- 待办任务
能否把数据行中从包含“Q: Where is the tire in the photo above?”的那一行起、直到数据行末尾为止的各行（首尾两行都算在内，空行略去）整理成 Markdown 表格？两列分别命名为“序号”和“内容”，“序号”列为每行编号，“内容”列填入该行原文。

- 数据行
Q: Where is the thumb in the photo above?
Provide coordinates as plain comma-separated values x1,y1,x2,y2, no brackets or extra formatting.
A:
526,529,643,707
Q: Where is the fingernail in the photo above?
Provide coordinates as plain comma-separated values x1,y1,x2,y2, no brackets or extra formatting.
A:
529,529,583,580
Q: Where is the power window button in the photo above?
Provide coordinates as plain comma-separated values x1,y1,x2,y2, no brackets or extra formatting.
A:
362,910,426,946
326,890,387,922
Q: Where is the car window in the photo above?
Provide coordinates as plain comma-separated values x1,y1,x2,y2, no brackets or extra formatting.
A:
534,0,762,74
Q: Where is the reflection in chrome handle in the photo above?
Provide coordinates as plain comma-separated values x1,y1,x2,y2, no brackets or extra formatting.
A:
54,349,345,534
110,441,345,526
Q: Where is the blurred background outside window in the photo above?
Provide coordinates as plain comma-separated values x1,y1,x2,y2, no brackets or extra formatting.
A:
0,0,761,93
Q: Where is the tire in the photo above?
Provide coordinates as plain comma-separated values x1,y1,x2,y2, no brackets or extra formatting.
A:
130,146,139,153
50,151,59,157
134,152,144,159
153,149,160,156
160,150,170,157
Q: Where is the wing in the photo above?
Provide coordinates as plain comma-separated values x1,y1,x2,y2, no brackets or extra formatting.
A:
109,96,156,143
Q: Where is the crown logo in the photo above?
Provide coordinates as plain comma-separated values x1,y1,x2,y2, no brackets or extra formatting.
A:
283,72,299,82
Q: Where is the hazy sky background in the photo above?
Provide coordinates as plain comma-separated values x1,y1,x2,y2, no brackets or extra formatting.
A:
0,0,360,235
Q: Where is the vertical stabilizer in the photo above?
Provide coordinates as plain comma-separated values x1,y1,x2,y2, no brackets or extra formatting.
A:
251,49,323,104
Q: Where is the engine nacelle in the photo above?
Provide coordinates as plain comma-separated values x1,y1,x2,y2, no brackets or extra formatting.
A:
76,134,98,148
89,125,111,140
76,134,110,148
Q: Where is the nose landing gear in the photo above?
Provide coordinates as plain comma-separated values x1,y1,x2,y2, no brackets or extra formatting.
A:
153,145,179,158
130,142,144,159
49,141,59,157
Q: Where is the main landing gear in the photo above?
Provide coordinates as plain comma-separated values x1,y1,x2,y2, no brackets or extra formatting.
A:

- 任务结果
| 序号 | 内容 |
|---|---|
| 1 | Q: Where is the tire in the photo above? |
| 2 | Provide coordinates as plain comma-separated values x1,y1,x2,y2, no brackets or extra formatting. |
| 3 | A: |
| 4 | 130,146,139,153 |
| 5 | 50,151,59,157 |
| 6 | 134,152,144,159 |
| 7 | 153,149,160,156 |
| 8 | 160,150,170,157 |
| 9 | Q: Where is the wing in the photo above? |
| 10 | Provide coordinates as plain comma-separated values x1,y1,x2,y2, no brackets or extra formatting. |
| 11 | A: |
| 12 | 109,96,156,143 |
| 13 | Q: Where is the crown logo in the photo above? |
| 14 | Provide coordinates as plain comma-separated values x1,y1,x2,y2, no brackets or extra formatting. |
| 15 | A: |
| 16 | 283,72,299,82 |
| 17 | Q: Where is the hazy sky background in the photo above? |
| 18 | Provide coordinates as plain comma-separated values x1,y1,x2,y2, no brackets or extra formatting. |
| 19 | A: |
| 20 | 0,0,360,235 |
| 21 | Q: Where is the vertical stabilizer in the photo above? |
| 22 | Provide coordinates as plain comma-separated values x1,y1,x2,y2, no brackets or extra formatting. |
| 23 | A: |
| 24 | 251,49,323,104 |
| 25 | Q: Where is the engine nacelle in the photo above? |
| 26 | Provide coordinates as plain comma-separated values x1,y1,x2,y2, no brackets or extra formatting. |
| 27 | A: |
| 28 | 76,134,98,148 |
| 29 | 89,125,111,140 |
| 30 | 76,134,110,148 |
| 31 | Q: Where is the nose landing gear in the photo above? |
| 32 | Provide coordinates as plain comma-separated values x1,y1,x2,y2, no brackets or extra formatting. |
| 33 | A: |
| 34 | 153,145,179,158 |
| 35 | 130,142,144,159 |
| 36 | 49,141,59,157 |
| 37 | Q: Where is the main landing gear in the photo above? |
| 38 | Provide coordinates as plain comma-separated values x1,y1,x2,y2, no brackets or extra formatting. |
| 39 | A: |